Short exercise A: In the chameleon hatching thread, why does the person whose eggs hatched say it's "kind of like Christmas everyday"?
Short exercise B: From the chameleon hatching thread, copy the text between "I had the pleasure" and "like Christmas everyday.", inclusive.

Document extract:
§
# Lizards > Chameleons >  My Chameleons are hatching.

## boasandballs

It has been a long time waiting and lots of clutches went bad but I finaly did it.

----------

_zackw419_ (01-14-2010)

----------


## Kuba

Nice chameleons, i like the one with the straight tale.

----------


## joepythons

Well congrats  :Good Job:

----------


## Mitch21

That's amazing! Congrats!

----------


## dr del

Cute as all get go,  :Very Happy: 

I had the pleasure of looking after a friends collection one holiday season while his baby panthers were hatching - never have I been closer to cuteness overload.  :Very Happy: 

Congratulations.  :Salute: 


dr del

----------


## boasandballs

thanks all,  they are so cute.  Everyday I have another one or two hatch.  It's kind of like Christmas everyday.

----------


## warman0712

Oh My God. There soooo small. Ive never seen baby chameleons before. There soooo cool.

----------


## Chocolate Muffin's

I've never seen baby Chams either, they are really precious.
§
Information shown:
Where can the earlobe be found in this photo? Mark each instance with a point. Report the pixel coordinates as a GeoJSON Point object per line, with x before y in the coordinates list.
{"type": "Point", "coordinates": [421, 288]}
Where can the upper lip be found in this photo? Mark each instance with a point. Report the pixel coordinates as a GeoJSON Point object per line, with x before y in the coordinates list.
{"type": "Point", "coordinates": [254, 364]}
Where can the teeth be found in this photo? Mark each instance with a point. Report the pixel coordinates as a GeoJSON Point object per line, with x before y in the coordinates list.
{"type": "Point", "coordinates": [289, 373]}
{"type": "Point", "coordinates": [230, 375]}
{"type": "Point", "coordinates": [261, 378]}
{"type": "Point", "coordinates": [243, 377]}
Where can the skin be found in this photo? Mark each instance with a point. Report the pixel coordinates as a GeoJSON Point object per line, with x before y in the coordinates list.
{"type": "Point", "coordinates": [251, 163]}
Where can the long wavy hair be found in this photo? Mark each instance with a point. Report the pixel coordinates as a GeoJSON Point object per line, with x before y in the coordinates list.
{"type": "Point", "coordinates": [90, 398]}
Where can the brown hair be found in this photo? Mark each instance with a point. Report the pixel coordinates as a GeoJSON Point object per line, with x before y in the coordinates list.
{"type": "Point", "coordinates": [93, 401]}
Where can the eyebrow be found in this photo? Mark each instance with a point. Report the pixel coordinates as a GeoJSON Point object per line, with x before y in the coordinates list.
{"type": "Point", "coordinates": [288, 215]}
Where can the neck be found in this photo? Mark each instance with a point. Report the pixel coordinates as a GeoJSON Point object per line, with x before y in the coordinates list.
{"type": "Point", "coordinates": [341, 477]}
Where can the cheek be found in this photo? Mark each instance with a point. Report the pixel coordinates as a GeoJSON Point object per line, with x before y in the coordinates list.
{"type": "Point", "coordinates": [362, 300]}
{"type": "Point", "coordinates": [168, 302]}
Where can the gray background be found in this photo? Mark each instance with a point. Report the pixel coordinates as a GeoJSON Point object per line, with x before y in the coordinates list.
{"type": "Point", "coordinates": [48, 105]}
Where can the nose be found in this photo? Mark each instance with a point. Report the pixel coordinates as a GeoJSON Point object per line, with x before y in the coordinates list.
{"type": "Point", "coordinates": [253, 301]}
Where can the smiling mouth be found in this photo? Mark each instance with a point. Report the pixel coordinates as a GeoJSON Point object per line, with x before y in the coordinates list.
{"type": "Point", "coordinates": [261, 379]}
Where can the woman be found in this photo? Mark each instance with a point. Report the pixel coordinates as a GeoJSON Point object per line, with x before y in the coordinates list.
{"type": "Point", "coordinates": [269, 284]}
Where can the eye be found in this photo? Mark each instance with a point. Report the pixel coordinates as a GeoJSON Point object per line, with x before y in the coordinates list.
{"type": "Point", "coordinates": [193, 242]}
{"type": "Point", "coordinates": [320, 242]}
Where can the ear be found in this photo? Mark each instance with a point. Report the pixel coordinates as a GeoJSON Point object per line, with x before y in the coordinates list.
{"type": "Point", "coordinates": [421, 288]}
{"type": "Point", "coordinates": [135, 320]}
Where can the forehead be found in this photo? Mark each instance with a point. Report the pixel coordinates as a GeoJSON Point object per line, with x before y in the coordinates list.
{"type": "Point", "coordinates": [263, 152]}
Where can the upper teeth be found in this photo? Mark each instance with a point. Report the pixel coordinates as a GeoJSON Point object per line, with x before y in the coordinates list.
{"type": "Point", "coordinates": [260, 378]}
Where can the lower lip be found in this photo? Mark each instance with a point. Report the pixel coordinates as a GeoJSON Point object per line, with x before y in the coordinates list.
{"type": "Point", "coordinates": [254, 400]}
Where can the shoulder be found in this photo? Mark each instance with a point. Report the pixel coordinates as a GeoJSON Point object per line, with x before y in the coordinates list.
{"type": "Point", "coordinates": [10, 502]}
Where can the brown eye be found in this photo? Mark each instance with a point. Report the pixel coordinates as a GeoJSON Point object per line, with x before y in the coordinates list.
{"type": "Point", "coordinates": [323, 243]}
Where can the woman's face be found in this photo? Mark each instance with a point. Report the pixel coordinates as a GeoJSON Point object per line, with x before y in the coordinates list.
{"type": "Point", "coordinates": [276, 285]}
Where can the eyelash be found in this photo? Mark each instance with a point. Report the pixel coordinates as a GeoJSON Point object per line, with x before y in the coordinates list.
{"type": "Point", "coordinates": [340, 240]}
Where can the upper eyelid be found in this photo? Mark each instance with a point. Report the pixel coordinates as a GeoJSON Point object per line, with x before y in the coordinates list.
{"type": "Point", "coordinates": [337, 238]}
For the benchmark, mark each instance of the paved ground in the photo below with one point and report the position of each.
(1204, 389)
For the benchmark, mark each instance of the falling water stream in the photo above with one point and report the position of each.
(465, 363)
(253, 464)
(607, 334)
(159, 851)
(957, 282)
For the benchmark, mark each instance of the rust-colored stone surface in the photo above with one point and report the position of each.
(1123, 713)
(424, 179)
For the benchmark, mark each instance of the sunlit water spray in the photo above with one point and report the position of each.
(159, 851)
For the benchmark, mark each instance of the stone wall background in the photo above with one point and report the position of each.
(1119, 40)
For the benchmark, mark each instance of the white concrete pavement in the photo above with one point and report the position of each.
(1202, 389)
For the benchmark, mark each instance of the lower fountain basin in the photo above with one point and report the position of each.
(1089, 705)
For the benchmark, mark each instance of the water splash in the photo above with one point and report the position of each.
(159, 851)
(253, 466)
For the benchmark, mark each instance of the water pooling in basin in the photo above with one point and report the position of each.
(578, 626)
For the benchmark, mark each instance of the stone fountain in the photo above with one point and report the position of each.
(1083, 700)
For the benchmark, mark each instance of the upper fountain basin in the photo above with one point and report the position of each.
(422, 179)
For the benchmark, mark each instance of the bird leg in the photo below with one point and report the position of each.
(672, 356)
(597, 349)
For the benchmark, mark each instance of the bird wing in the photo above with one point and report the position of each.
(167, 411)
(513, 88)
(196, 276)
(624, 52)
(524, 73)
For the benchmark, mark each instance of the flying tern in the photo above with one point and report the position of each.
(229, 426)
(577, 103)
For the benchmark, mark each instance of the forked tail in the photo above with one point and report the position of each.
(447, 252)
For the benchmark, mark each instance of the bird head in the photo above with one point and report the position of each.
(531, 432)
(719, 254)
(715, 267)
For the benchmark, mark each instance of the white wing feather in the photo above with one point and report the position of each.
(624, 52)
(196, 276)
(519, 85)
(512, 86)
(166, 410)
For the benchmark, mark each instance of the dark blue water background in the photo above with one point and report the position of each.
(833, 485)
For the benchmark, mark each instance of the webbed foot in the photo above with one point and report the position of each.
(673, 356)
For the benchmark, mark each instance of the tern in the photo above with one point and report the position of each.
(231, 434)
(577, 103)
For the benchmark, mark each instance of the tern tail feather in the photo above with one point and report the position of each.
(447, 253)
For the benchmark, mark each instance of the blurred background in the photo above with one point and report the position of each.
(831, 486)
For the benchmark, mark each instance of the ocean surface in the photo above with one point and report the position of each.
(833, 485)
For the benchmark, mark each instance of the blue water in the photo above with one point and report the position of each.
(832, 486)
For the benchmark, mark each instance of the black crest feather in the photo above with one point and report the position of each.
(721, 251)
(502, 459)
§
Correct result A: Every day another one or two of the baby chameleons hatch.

Correct result B:
I had the pleasure of looking after a friends collection one holiday season while his baby panthers were hatching - never have I been closer to cuteness overload.  :Very Happy: 

Congratulations.  :Salute: 


dr del

----------


## boasandballs

thanks all,  they are so cute.  Everyday I have another one or two hatch.  It's kind of like Christmas everyday.